*** Opening of PROVIDED RECORDS ***

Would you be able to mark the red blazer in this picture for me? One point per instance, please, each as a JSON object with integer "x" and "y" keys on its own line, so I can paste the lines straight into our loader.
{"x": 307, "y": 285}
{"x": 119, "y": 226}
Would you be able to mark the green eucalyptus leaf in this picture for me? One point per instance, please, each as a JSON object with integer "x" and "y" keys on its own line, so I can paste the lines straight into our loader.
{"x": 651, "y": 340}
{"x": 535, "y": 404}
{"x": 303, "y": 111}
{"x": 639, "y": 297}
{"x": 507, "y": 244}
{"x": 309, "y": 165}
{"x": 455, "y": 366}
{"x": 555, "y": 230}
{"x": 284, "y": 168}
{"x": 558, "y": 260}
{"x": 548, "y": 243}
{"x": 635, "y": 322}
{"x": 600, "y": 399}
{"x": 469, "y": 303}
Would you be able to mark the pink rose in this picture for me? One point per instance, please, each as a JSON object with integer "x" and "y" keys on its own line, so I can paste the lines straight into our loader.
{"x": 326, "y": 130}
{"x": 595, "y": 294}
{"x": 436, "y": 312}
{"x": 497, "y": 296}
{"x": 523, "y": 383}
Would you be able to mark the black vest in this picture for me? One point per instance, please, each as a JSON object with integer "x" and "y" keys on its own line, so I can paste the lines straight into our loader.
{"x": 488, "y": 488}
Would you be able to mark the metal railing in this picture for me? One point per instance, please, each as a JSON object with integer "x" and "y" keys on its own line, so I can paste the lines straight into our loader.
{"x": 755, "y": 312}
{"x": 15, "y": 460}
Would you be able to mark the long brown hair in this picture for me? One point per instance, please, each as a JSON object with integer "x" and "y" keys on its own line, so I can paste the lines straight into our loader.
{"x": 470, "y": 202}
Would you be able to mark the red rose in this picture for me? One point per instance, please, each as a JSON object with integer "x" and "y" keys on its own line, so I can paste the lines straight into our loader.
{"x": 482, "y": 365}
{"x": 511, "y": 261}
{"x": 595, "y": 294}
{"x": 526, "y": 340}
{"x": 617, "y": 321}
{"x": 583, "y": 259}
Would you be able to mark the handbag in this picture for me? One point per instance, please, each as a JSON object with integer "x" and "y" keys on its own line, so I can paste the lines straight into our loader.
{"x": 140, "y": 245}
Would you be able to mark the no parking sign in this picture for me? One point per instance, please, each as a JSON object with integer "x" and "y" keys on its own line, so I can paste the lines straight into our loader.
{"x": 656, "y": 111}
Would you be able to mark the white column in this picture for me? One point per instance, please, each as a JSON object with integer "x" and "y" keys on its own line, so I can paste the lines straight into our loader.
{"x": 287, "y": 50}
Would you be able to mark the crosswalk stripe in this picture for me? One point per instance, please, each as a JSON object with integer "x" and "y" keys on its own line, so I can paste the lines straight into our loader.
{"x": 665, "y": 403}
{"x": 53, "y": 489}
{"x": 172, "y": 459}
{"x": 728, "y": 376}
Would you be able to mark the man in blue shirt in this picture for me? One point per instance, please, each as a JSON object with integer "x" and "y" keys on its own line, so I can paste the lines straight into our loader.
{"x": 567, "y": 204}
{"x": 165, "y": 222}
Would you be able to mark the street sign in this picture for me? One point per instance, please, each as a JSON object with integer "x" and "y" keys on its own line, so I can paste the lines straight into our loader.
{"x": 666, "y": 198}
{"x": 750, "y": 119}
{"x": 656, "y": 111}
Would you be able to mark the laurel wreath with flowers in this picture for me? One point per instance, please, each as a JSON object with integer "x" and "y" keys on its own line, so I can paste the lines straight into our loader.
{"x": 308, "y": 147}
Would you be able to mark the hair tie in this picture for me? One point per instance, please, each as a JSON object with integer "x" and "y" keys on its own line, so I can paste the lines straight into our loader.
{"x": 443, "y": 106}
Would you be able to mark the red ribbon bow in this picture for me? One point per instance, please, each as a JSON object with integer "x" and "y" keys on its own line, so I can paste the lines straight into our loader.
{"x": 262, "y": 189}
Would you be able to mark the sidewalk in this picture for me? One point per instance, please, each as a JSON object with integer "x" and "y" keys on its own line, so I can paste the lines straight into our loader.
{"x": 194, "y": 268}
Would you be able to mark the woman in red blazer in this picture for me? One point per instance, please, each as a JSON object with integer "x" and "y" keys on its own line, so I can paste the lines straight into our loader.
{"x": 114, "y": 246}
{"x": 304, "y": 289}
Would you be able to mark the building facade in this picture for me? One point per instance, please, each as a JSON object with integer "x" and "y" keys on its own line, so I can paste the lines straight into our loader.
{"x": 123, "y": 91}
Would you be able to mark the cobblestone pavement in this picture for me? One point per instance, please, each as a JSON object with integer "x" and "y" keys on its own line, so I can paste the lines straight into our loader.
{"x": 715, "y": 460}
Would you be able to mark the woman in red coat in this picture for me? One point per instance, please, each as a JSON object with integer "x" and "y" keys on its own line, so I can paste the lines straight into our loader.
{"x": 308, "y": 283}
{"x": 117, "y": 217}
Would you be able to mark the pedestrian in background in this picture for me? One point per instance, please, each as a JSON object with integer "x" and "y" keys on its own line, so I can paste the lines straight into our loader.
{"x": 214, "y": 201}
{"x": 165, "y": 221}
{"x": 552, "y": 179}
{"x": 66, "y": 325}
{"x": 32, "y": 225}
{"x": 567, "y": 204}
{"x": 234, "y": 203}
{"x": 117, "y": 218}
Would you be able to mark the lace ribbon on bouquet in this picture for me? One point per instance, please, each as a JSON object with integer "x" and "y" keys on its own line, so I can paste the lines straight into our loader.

*** Close of PROVIDED RECORDS ***

**TASK INSTRUCTIONS**
Give back the entire listing above, matching every line exactly.

**EXERCISE RESPONSE**
Would you be able to mark the red blazer in this picture for me? One point per instance, please, each as a JSON object with integer "x" and "y" keys on its own line, so I can paste the lines straight into our loader.
{"x": 307, "y": 285}
{"x": 119, "y": 226}
Would you be able to mark the green eucalyptus leaf in this picture for me? One point per instance, please, each as a JSON object with integer "x" and "y" keys on its own line, so I can paste the lines straight into our loader.
{"x": 651, "y": 340}
{"x": 535, "y": 404}
{"x": 303, "y": 111}
{"x": 639, "y": 297}
{"x": 507, "y": 244}
{"x": 309, "y": 165}
{"x": 455, "y": 366}
{"x": 555, "y": 230}
{"x": 284, "y": 168}
{"x": 558, "y": 260}
{"x": 548, "y": 243}
{"x": 635, "y": 322}
{"x": 600, "y": 399}
{"x": 469, "y": 303}
Would you be able to mark the pink rose in this picture for me? One point per instance, please, each as a JSON object with integer "x" and "y" keys on its own line, so I can paste the lines straight into our loader.
{"x": 326, "y": 130}
{"x": 595, "y": 294}
{"x": 436, "y": 312}
{"x": 497, "y": 296}
{"x": 523, "y": 383}
Would you be able to mark the black vest in this picture for me? One point per instance, please, each as a JSON object with integer "x" and "y" keys on its own line, so I can paste the lines straight into our loader.
{"x": 488, "y": 488}
Would you be able to mark the metal railing in this picture for me? One point per instance, please, each as a JSON object with integer "x" and "y" keys on its own line, so I can paste the lines straight into our loader.
{"x": 755, "y": 312}
{"x": 15, "y": 460}
Would you be able to mark the long brown hair in this picture for me? One point per instance, please, each as a JSON object with integer "x" and "y" keys on its own line, so I can paste the lines straight into our loader.
{"x": 470, "y": 202}
Would you be able to mark the red rose in this picture for me? One point per instance, please, each as a JSON object with integer "x" and "y" keys on its own line, so I can paste the lines straight into our loader.
{"x": 482, "y": 365}
{"x": 511, "y": 261}
{"x": 595, "y": 294}
{"x": 526, "y": 340}
{"x": 617, "y": 321}
{"x": 583, "y": 259}
Would you be able to mark the handbag in this picture for me? One point per instance, please, each as a JSON object with integer "x" and "y" keys on its own line, so I can paste the lines straight into our loader.
{"x": 140, "y": 245}
Would you be able to mark the no parking sign in this picture for me? One point per instance, please, each as a JSON object with integer "x" and "y" keys on its own line, so I can paste the lines straight into our loader.
{"x": 656, "y": 111}
Would you be able to mark the white column in this picture for me? One point per instance, please, each as a JSON object with integer "x" and "y" keys on its own line, so I can paste the lines straight into our loader.
{"x": 287, "y": 50}
Would you be able to mark the crosswalk stripe in this picture for me? One point per instance, please, each as a JSON object with integer "x" and "y" keys on its own line, so I can paste the lines straight into our loader.
{"x": 665, "y": 403}
{"x": 53, "y": 489}
{"x": 172, "y": 459}
{"x": 728, "y": 376}
Would you be able to mark the man in blue shirt in this picture for me? One point per instance, please, each as a JSON object with integer "x" and "y" keys on its own line, so I can paste the lines straight into our loader.
{"x": 567, "y": 204}
{"x": 165, "y": 222}
Would you be able to mark the street sign in this picture for me? One point per instance, please, each as a JSON object with integer "x" and "y" keys on its own line, so I can paste the lines straight into our loader.
{"x": 666, "y": 198}
{"x": 750, "y": 119}
{"x": 656, "y": 111}
Would you be able to mark the laurel wreath with flowers in this picture for me? One point per instance, please, each as a JSON object with integer "x" and "y" keys on its own line, so I can paste the lines straight into our loader.
{"x": 308, "y": 147}
Would you be able to mark the hair tie in this picture for me? One point per instance, please, each as a JSON object with integer "x" and "y" keys on its own line, so I can paste the lines straight into our loader.
{"x": 443, "y": 106}
Would you be able to mark the red ribbon bow in this picture for me? One point per instance, please, each as a JSON object with integer "x" and "y" keys on its own line, so I can paste the lines straight into our loader.
{"x": 262, "y": 189}
Would you be able to mark the sidewalk in this picture for me? One point per instance, please, each as a JSON object with integer "x" and "y" keys on its own line, so I can paste the lines straight into our loader.
{"x": 194, "y": 268}
Would you be able to mark the woman in red blazer in this picture for me? One point per instance, please, each as a JSON object with integer "x" and "y" keys on its own line, so I can paste the lines straight into our loader.
{"x": 114, "y": 246}
{"x": 304, "y": 289}
Would you be able to mark the building facade in this picture for me? One point per instance, please, each as a JSON object with integer "x" and "y" keys on its own line, so I can paste the lines straight into our loader.
{"x": 123, "y": 91}
Would you be able to mark the cobblestone pavement in this picture for me? One point per instance, please, each as a JSON object with integer "x" and "y" keys on its own line, so I can paste the lines straight into our loader.
{"x": 715, "y": 460}
Would you be able to mark the woman in red coat in this picture for me? One point per instance, please, each as a JSON object with integer "x" and "y" keys on its own line, so I can paste the lines straight into our loader.
{"x": 308, "y": 283}
{"x": 117, "y": 217}
Would you be able to mark the pedestrian in background in this picture for me? One point per instance, please, each as a JSON object with integer "x" and "y" keys on its own line, so I can paste the lines straight into our loader.
{"x": 214, "y": 201}
{"x": 165, "y": 221}
{"x": 552, "y": 179}
{"x": 66, "y": 325}
{"x": 32, "y": 225}
{"x": 567, "y": 204}
{"x": 234, "y": 203}
{"x": 117, "y": 218}
Would you be able to mark the lace ribbon on bouquet in this picture for me? One point per instance, please, each as a JSON object with integer "x" and "y" keys on its own line, so I can paste the lines straight into our loader.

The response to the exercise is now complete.